▶ **Description of the task**
Convert the listing below into a JSON array of strings, one string per line, skipping any blank lines. Leave the picture markers out of the result.

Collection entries
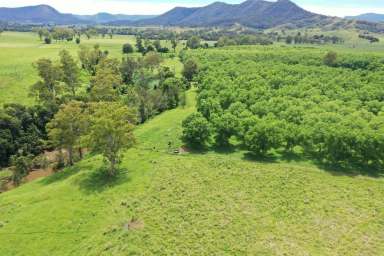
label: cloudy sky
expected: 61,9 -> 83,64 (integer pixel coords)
0,0 -> 384,17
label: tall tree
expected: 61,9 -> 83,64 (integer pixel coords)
90,58 -> 122,101
47,101 -> 87,165
59,50 -> 80,96
31,59 -> 62,105
187,36 -> 201,49
84,102 -> 136,176
182,59 -> 199,82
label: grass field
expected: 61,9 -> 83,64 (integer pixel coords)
0,32 -> 180,105
0,87 -> 384,255
0,32 -> 384,256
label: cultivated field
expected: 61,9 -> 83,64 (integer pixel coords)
0,32 -> 384,256
0,32 -> 180,105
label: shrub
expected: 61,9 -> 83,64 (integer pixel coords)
182,113 -> 211,147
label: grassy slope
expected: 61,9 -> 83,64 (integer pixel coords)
0,32 -> 141,105
0,87 -> 384,256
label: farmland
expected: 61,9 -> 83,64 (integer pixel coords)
0,32 -> 384,255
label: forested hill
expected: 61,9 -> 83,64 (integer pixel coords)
121,0 -> 328,28
0,5 -> 84,24
346,13 -> 384,22
0,5 -> 155,25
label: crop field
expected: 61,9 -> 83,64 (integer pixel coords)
0,32 -> 180,105
0,32 -> 384,256
0,87 -> 384,255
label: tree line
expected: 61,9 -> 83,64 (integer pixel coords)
183,47 -> 384,168
0,45 -> 196,185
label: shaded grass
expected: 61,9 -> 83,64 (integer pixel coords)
0,45 -> 384,255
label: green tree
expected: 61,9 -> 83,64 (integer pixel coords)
47,101 -> 87,165
187,36 -> 201,49
90,58 -> 122,101
182,113 -> 211,147
212,113 -> 239,146
171,37 -> 179,52
143,52 -> 162,70
11,155 -> 32,186
182,59 -> 199,82
79,45 -> 107,76
323,51 -> 337,67
161,77 -> 184,109
153,40 -> 161,51
123,43 -> 134,54
136,37 -> 145,55
244,116 -> 283,156
31,59 -> 63,105
120,57 -> 139,84
59,50 -> 80,96
84,102 -> 136,176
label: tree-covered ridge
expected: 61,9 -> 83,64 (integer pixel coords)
184,47 -> 384,171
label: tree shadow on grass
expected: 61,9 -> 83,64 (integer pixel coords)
314,160 -> 384,178
243,152 -> 278,163
76,166 -> 130,194
211,145 -> 237,155
40,166 -> 80,185
243,152 -> 384,178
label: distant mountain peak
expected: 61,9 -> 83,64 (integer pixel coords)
132,0 -> 323,29
346,13 -> 384,22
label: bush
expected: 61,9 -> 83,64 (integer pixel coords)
324,52 -> 337,67
123,43 -> 134,54
182,59 -> 199,82
11,156 -> 32,186
182,113 -> 211,147
44,37 -> 52,44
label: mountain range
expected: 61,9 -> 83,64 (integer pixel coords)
0,0 -> 384,32
127,0 -> 328,29
345,13 -> 384,22
0,5 -> 155,25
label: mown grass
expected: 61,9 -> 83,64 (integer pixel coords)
0,32 -> 144,105
0,87 -> 384,255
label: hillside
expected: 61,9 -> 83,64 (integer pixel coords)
130,0 -> 327,29
0,5 -> 84,24
0,85 -> 384,255
345,13 -> 384,22
75,12 -> 155,24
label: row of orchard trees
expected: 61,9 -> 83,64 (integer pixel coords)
183,48 -> 384,170
0,45 -> 194,184
33,26 -> 113,44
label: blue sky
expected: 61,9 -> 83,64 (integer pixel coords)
0,0 -> 384,17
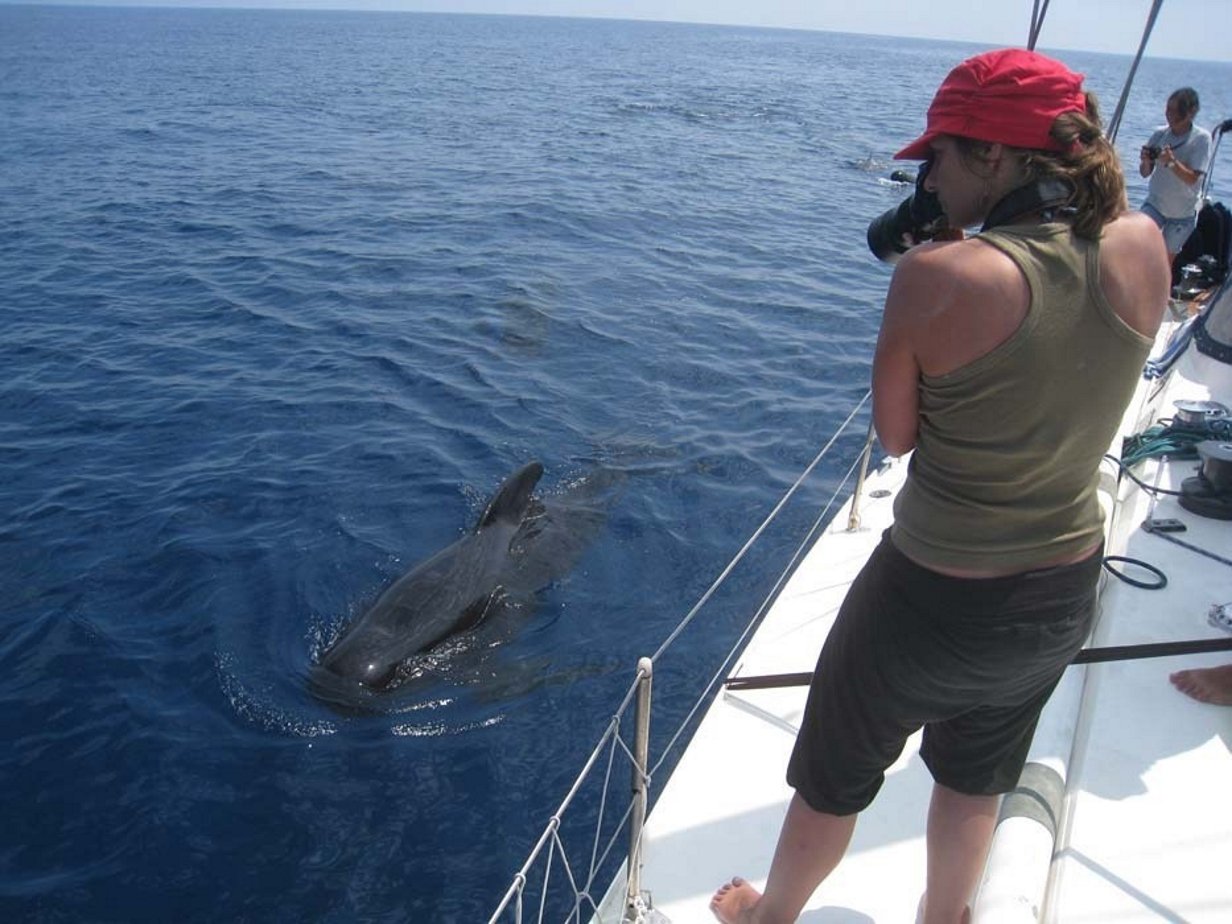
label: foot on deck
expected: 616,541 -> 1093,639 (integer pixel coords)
1168,664 -> 1232,706
710,876 -> 761,924
915,892 -> 971,924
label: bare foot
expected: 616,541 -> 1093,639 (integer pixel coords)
710,876 -> 761,924
1168,664 -> 1232,706
915,892 -> 971,924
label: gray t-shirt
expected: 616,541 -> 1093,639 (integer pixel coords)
1147,126 -> 1211,218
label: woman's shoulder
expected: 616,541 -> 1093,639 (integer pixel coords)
1099,212 -> 1172,336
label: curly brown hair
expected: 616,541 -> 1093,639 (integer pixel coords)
1023,90 -> 1130,240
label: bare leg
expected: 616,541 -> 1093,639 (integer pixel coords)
1168,664 -> 1232,706
710,793 -> 857,924
920,784 -> 1000,924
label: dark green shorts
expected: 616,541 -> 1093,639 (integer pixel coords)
787,535 -> 1101,814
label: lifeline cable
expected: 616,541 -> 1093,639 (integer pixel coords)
723,638 -> 1232,690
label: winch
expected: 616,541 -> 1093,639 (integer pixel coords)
1180,440 -> 1232,520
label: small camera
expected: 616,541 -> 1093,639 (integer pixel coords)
867,160 -> 945,264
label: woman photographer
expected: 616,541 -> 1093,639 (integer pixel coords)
711,49 -> 1169,924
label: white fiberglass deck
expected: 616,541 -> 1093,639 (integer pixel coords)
616,320 -> 1232,924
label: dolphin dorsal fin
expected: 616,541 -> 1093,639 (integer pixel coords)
474,462 -> 543,532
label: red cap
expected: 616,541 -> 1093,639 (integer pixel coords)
894,48 -> 1087,160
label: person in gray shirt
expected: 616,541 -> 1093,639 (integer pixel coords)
1138,86 -> 1211,259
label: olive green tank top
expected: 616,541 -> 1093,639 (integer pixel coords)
891,223 -> 1152,572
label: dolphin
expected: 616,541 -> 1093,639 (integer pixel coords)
308,462 -> 543,701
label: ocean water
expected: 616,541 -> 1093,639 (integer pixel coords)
0,6 -> 1232,922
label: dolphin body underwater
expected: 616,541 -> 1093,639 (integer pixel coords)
308,462 -> 611,705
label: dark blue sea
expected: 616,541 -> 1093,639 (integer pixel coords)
0,6 -> 1232,922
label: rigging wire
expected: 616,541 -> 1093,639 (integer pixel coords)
1108,0 -> 1163,144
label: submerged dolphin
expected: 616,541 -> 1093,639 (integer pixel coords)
309,462 -> 543,700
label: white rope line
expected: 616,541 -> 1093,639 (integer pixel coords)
650,389 -> 872,662
489,399 -> 872,924
650,438 -> 862,775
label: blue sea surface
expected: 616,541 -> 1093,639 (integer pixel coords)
0,6 -> 1232,922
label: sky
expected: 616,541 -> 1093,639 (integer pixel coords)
9,0 -> 1232,62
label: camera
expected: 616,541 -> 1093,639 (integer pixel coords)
869,160 -> 945,264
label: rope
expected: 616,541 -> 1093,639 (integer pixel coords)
650,389 -> 872,662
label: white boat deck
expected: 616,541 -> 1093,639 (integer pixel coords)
616,320 -> 1232,924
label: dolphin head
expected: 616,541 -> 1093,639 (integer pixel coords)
308,627 -> 402,700
308,664 -> 398,708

▶ **Correct response**
[
  "label: cloudy sky",
  "expected: 61,9 -> 83,64 (integer pixel coords)",
  "0,0 -> 384,17",
  "label: tall tree",
  "expected: 61,9 -> 83,64 (integer pixel coords)",
  "90,58 -> 122,101",
  "47,101 -> 87,165",
  "59,50 -> 80,96",
  "31,59 -> 62,105",
  "187,36 -> 201,49",
  "84,102 -> 136,176",
  "182,59 -> 199,82",
  "label: grass field",
  "expected: 61,9 -> 83,64 (integer pixel coords)",
  "0,32 -> 180,105",
  "0,87 -> 384,255",
  "0,32 -> 384,256",
  "label: cultivated field",
  "expected: 61,9 -> 83,64 (integer pixel coords)",
  "0,32 -> 384,256",
  "0,32 -> 180,105",
  "label: shrub",
  "expected: 61,9 -> 83,64 (integer pixel coords)",
  "182,113 -> 211,147",
  "label: grassy slope",
  "expected: 61,9 -> 83,64 (integer pixel coords)",
  "0,32 -> 141,105",
  "0,87 -> 384,256",
  "label: farmland",
  "expected: 61,9 -> 83,64 (integer pixel coords)",
  "0,32 -> 384,255",
  "label: forested hill",
  "expected: 61,9 -> 83,64 (integer pixel coords)",
  "121,0 -> 328,28",
  "0,5 -> 84,24",
  "346,13 -> 384,22",
  "0,5 -> 155,25",
  "label: crop field",
  "expected: 61,9 -> 83,64 (integer pixel coords)",
  "0,32 -> 180,105",
  "0,32 -> 384,256",
  "0,87 -> 384,255",
  "label: tree line",
  "expected: 61,9 -> 83,64 (integer pixel coords)",
  "183,47 -> 384,168",
  "0,45 -> 196,185",
  "label: shaded grass",
  "expected: 61,9 -> 83,64 (integer pixel coords)",
  "0,45 -> 384,255",
  "label: green tree",
  "expected: 61,9 -> 83,64 (integer pixel coords)",
  "47,101 -> 87,165",
  "187,36 -> 201,49",
  "90,58 -> 122,101",
  "182,113 -> 211,147",
  "212,113 -> 239,146",
  "171,37 -> 179,52",
  "143,52 -> 162,70",
  "11,155 -> 32,186",
  "182,59 -> 199,82",
  "79,45 -> 107,76",
  "323,51 -> 337,67",
  "161,77 -> 184,109",
  "153,40 -> 161,51",
  "123,43 -> 134,54",
  "136,37 -> 145,55",
  "244,116 -> 283,156",
  "31,59 -> 63,105",
  "120,57 -> 139,84",
  "59,50 -> 80,96",
  "84,102 -> 136,176",
  "label: tree-covered ridge",
  "expected: 61,9 -> 83,64 (integer pixel coords)",
  "184,47 -> 384,171",
  "label: tree shadow on grass",
  "expected: 61,9 -> 83,64 (integer pixel coords)",
  "314,160 -> 384,178",
  "243,152 -> 278,163",
  "76,166 -> 130,194",
  "211,145 -> 237,155",
  "40,166 -> 80,185",
  "243,152 -> 384,178",
  "label: distant mountain peak",
  "expected: 61,9 -> 83,64 (integer pixel coords)",
  "132,0 -> 323,29",
  "346,13 -> 384,22",
  "label: bush",
  "expected: 61,9 -> 83,64 (integer pixel coords)",
  "324,52 -> 337,67",
  "123,43 -> 134,54",
  "182,59 -> 199,82",
  "11,156 -> 32,186",
  "182,113 -> 211,147",
  "44,37 -> 52,44",
  "label: mountain range",
  "expected: 61,9 -> 83,64 (integer pixel coords)",
  "0,0 -> 384,32",
  "127,0 -> 328,29",
  "345,13 -> 384,22",
  "0,5 -> 155,25",
  "label: mown grass",
  "expected: 61,9 -> 83,64 (integer pixel coords)",
  "0,32 -> 144,105",
  "0,87 -> 384,255",
  "label: hillside",
  "expected: 61,9 -> 83,64 (integer pixel coords)",
  "130,0 -> 327,29",
  "0,5 -> 84,24",
  "0,85 -> 384,255",
  "345,13 -> 384,22",
  "75,12 -> 155,24",
  "label: row of orchard trees",
  "expected: 61,9 -> 83,64 (integer pixel coords)",
  "183,48 -> 384,170",
  "0,45 -> 194,184",
  "33,26 -> 113,44",
  "label: blue sky",
  "expected: 61,9 -> 83,64 (integer pixel coords)",
  "0,0 -> 384,17",
  "label: foot on deck",
  "expected: 616,541 -> 1093,639 (integer pixel coords)",
  "1168,664 -> 1232,706",
  "710,876 -> 761,924",
  "915,892 -> 971,924",
  "label: bare foot",
  "expected: 616,541 -> 1093,639 (integer pixel coords)",
  "710,876 -> 761,924",
  "1168,664 -> 1232,706",
  "915,892 -> 971,924",
  "label: gray t-shirt",
  "expected: 616,541 -> 1093,639 (integer pixel coords)",
  "1147,126 -> 1211,218",
  "label: woman's shoulder",
  "expected: 616,541 -> 1093,639 (integer pixel coords)",
  "1099,212 -> 1172,336",
  "label: curly brown hair",
  "expected: 616,541 -> 1093,639 (integer pixel coords)",
  "1023,90 -> 1130,240",
  "label: bare leg",
  "expected: 616,541 -> 1093,639 (integer pixel coords)",
  "1168,664 -> 1232,706",
  "710,793 -> 857,924",
  "920,784 -> 1000,924",
  "label: dark green shorts",
  "expected: 616,541 -> 1093,639 (integer pixel coords)",
  "787,535 -> 1101,814",
  "label: lifeline cable",
  "expected: 616,541 -> 1093,639 (integer pixel coords)",
  "723,638 -> 1232,690",
  "label: winch",
  "expected: 616,541 -> 1093,639 (integer pixel coords)",
  "1180,440 -> 1232,520",
  "label: small camera",
  "expected: 616,541 -> 1093,639 (integer pixel coords)",
  "867,160 -> 945,264",
  "label: woman photographer",
  "expected: 616,541 -> 1093,639 (integer pixel coords)",
  "711,49 -> 1169,924",
  "label: white fiberglass deck",
  "expected: 616,541 -> 1093,639 (integer pixel coords)",
  "616,320 -> 1232,924",
  "label: dolphin dorsal fin",
  "expected: 616,541 -> 1093,639 (integer pixel coords)",
  "474,462 -> 543,532",
  "label: red cap",
  "expected: 616,541 -> 1093,639 (integer pixel coords)",
  "894,48 -> 1087,160",
  "label: person in gray shirt",
  "expected: 616,541 -> 1093,639 (integer pixel coords)",
  "1138,86 -> 1211,259",
  "label: olive green tank top",
  "expected: 616,541 -> 1093,639 (integer pixel coords)",
  "891,223 -> 1152,572",
  "label: dolphin",
  "expected: 616,541 -> 1093,639 (integer pixel coords)",
  "308,462 -> 543,701",
  "label: ocean water",
  "expected: 616,541 -> 1093,639 (integer pixel coords)",
  "0,6 -> 1232,922",
  "label: dolphin body underwater",
  "expected: 616,541 -> 1093,639 (integer pixel coords)",
  "308,462 -> 611,705",
  "label: dark blue sea",
  "expected: 616,541 -> 1093,639 (integer pixel coords)",
  "0,6 -> 1232,922",
  "label: rigging wire",
  "expected: 616,541 -> 1093,639 (integer pixel coords)",
  "1108,0 -> 1163,144",
  "label: submerged dolphin",
  "expected: 616,541 -> 1093,639 (integer pixel coords)",
  "309,462 -> 543,700",
  "label: white rope line",
  "expected: 616,541 -> 1093,639 (integer pixel coords)",
  "650,389 -> 872,662",
  "489,399 -> 872,924",
  "650,438 -> 862,775",
  "label: blue sea surface",
  "expected: 616,541 -> 1093,639 (integer pixel coords)",
  "0,6 -> 1232,922",
  "label: sky",
  "expected: 616,541 -> 1093,639 (integer pixel coords)",
  "9,0 -> 1232,62",
  "label: camera",
  "expected: 616,541 -> 1093,639 (integer pixel coords)",
  "869,160 -> 945,264",
  "label: rope",
  "expected: 616,541 -> 1093,639 (integer pixel coords)",
  "650,389 -> 872,662",
  "label: white boat deck",
  "expected: 616,541 -> 1093,639 (integer pixel coords)",
  "616,320 -> 1232,924",
  "label: dolphin head",
  "expected: 616,541 -> 1093,639 (integer pixel coords)",
  "308,627 -> 402,700",
  "308,664 -> 398,708"
]